▸ Position annotation records:
* * * * * * * * *

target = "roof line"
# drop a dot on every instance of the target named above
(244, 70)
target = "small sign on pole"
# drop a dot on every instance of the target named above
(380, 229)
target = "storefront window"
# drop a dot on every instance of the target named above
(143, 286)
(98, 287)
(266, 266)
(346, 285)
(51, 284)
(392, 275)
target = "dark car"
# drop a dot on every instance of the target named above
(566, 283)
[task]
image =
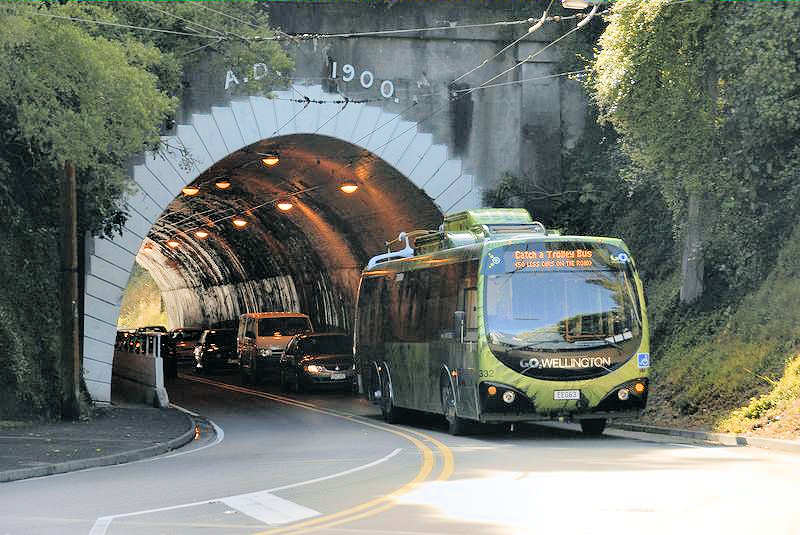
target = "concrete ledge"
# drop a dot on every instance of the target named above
(106, 460)
(726, 439)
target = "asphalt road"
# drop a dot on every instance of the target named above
(325, 463)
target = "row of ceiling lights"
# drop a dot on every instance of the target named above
(239, 222)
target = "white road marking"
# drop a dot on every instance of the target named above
(101, 524)
(268, 508)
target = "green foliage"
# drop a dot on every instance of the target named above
(715, 360)
(141, 302)
(706, 99)
(95, 95)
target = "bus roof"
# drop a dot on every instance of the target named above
(463, 249)
(260, 315)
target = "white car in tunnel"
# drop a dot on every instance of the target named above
(262, 338)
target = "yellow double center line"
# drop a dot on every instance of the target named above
(371, 507)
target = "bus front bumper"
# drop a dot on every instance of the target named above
(496, 407)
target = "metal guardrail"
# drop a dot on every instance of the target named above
(138, 370)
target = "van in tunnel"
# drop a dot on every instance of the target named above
(261, 340)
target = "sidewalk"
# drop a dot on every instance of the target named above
(115, 435)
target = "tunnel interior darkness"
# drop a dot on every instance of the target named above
(307, 259)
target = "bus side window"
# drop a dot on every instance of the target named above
(470, 301)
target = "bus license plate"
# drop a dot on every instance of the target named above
(566, 394)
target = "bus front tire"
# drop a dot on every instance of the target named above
(391, 413)
(593, 426)
(455, 425)
(283, 382)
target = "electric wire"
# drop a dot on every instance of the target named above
(530, 57)
(129, 26)
(535, 78)
(167, 13)
(532, 29)
(309, 36)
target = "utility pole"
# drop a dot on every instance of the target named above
(70, 357)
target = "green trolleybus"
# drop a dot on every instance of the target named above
(493, 319)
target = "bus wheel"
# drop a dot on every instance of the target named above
(455, 424)
(244, 375)
(391, 413)
(594, 426)
(283, 382)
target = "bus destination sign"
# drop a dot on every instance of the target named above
(553, 259)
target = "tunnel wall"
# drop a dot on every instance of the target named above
(211, 137)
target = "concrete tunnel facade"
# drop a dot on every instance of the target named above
(307, 259)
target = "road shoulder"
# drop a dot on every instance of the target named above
(115, 435)
(725, 439)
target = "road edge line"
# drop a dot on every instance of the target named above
(725, 439)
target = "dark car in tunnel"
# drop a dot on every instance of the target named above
(261, 340)
(318, 359)
(183, 342)
(216, 349)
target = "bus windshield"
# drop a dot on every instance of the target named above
(561, 299)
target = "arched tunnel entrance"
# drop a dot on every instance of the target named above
(305, 259)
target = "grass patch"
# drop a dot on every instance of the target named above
(6, 425)
(775, 413)
(709, 363)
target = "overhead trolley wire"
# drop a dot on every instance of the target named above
(129, 26)
(532, 29)
(530, 57)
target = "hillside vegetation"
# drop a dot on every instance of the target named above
(691, 155)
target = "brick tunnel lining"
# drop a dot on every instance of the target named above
(306, 260)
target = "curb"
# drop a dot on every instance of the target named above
(106, 460)
(788, 446)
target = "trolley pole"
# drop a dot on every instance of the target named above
(70, 357)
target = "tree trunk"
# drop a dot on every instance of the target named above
(692, 258)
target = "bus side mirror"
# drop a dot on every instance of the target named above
(459, 323)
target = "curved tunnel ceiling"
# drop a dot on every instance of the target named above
(307, 259)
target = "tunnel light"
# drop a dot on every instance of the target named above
(574, 4)
(270, 159)
(348, 187)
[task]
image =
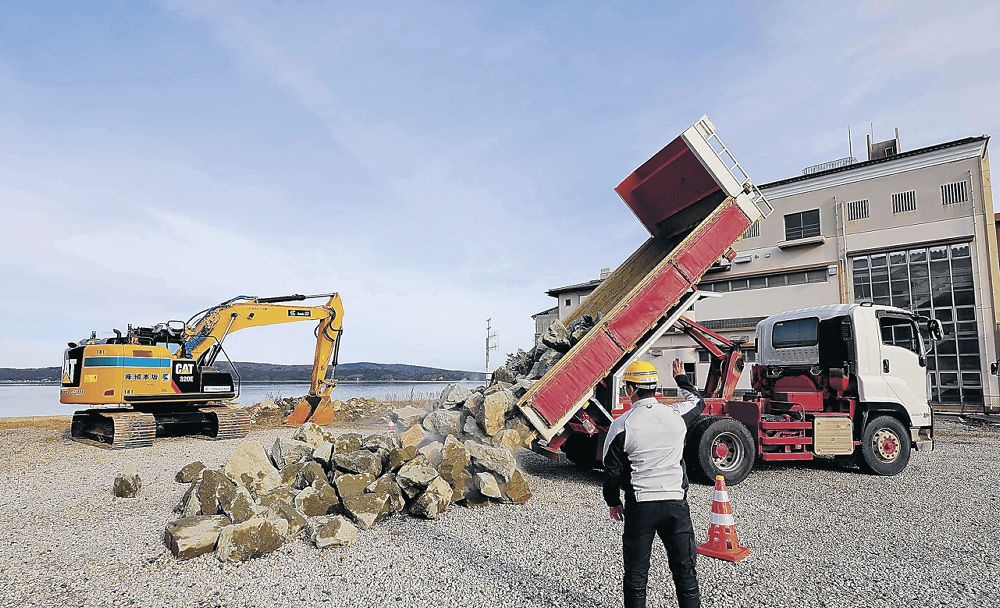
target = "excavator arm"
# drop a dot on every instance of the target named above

* * * * * * * * *

▸ Exercise goal:
Write every record out again exactly; no pictures belong in the copy.

▸ Reply to the task:
target = "roof line"
# drop a dot on every instance of the target named above
(244, 70)
target = "small sign on pole"
# drop a dot on every instance of the target named above
(380, 229)
target = "storefront window"
# drop a dot on every instance of the target named above
(143, 286)
(98, 287)
(266, 266)
(346, 285)
(51, 284)
(392, 275)
target = "dark car"
# drop a dot on every instance of the target named above
(566, 283)
[task]
image =
target = "concrete ledge"
# drop a dot on every instance of the target named above
(106, 460)
(726, 439)
target = "asphalt road"
# drop a dot on every instance of the target named above
(325, 463)
target = "row of ceiling lights"
# drop a dot on every instance of the target named above
(239, 222)
target = "white road marking"
# drop a dot on every instance of the target named above
(101, 524)
(268, 508)
target = "green foliage"
# drop a dot on every instance of the target named above
(715, 360)
(141, 302)
(706, 99)
(95, 95)
target = "bus roof"
# drop a dot on every instance of the target named above
(463, 249)
(260, 315)
target = "white car in tunnel"
# drop a dot on every instance of the target named above
(262, 338)
target = "yellow double center line"
# drop a dot on every instance of the target named above
(371, 507)
target = "bus front bumper"
# drop a dot on every instance of the target named above
(496, 407)
target = "metal guardrail"
# drop a dot on every instance of the target named above
(138, 370)
target = "van in tunnel"
# drop a dot on every instance of the target named above
(261, 340)
target = "sidewalk"
# drop a dot on every instance of the target named above
(115, 435)
target = "tunnel interior darkness"
# drop a dot on every instance of the target named above
(307, 259)
target = "bus side window"
# drop a dot on every instance of the target named above
(470, 301)
target = "bus license plate"
# drop a dot on every instance of the target named above
(566, 394)
target = "bus front tire"
# drop a dot on every instance of the target named above
(391, 413)
(593, 426)
(455, 425)
(283, 382)
target = "electric wire"
# drop a dot on every instance of the target named above
(530, 57)
(129, 26)
(535, 78)
(167, 13)
(532, 29)
(309, 36)
target = "utility pole"
# drop a dot on every instance of the target named above
(70, 357)
target = "green trolleybus"
# drop a dot on every instance of the target named above
(493, 319)
target = "bus wheel"
# drop a dot on every instance of the target named above
(455, 424)
(244, 375)
(391, 413)
(594, 426)
(283, 382)
target = "bus destination sign"
# drop a dot on every instance of the target named above
(553, 259)
target = "tunnel wall"
# drop a dot on every instance of the target named above
(211, 137)
target = "concrete tunnel facade"
# drop a dot on every instance of the target named above
(307, 259)
target = "road shoulder"
# drop a dot on every instance of the target named above
(115, 435)
(725, 439)
target = "road edge line"
# drop a dot on every instance of the target named above
(725, 439)
target = "dark car in tunnel"
# drop a dot on every instance of the target named above
(261, 340)
(318, 359)
(183, 342)
(216, 349)
target = "bus windshield"
# drop a dot on every instance of the target named above
(561, 299)
target = "arched tunnel entrance"
# drop a dot on every instance of the target named above
(305, 259)
target = "grass patch"
# drop a dot on every instance of the target named above
(6, 425)
(775, 413)
(709, 363)
target = "overhead trolley wire"
# drop a dot on every instance of the target named above
(129, 26)
(532, 29)
(530, 57)
target = "hillside vegetation"
# drop a dot on every instance of the target named above
(691, 155)
target = "brick tunnel lining"
# drop a dot on every instance of the target named above
(306, 260)
target = "curb"
# drop a dot on every instance of the target named above
(106, 460)
(788, 446)
target = "trolley pole"
# drop a dot on every instance of the target named above
(70, 357)
target = "tree trunk"
# drop a dot on every instance of the target named above
(692, 258)
target = "bus side mirror"
# drop a dot on every instance of the target named above
(459, 323)
target = "curved tunnel ceiling"
# drop a dot on every instance of the target named above
(307, 259)
target = "tunnel light"
# drop a dot on every instance of the target named above
(574, 4)
(270, 159)
(348, 187)
[task]
image =
target = "excavator arm"
# drop a dot on every instance of the target named above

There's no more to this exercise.